= Beginning of Section =

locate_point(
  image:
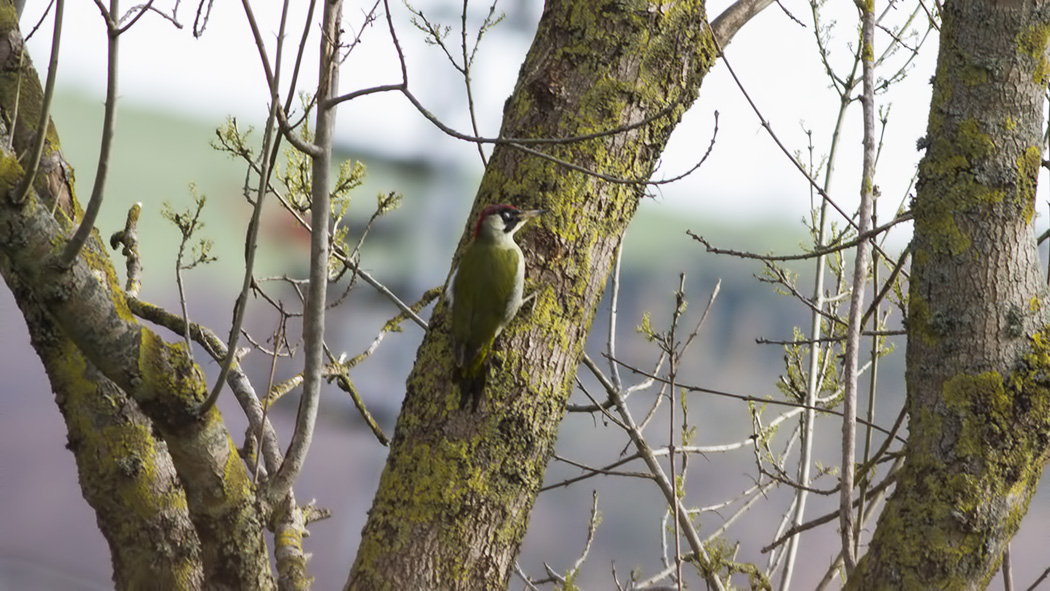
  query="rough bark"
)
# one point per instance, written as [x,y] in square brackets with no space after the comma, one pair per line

= End of Section =

▸ Assignment: The copy must match the listing above exactly, except that it holds no pictures.

▸ Your response:
locate_point(
  image:
  query="rough bark"
)
# one point per instance, written as [x,y] in square brackets with no space after the comma, one pair per line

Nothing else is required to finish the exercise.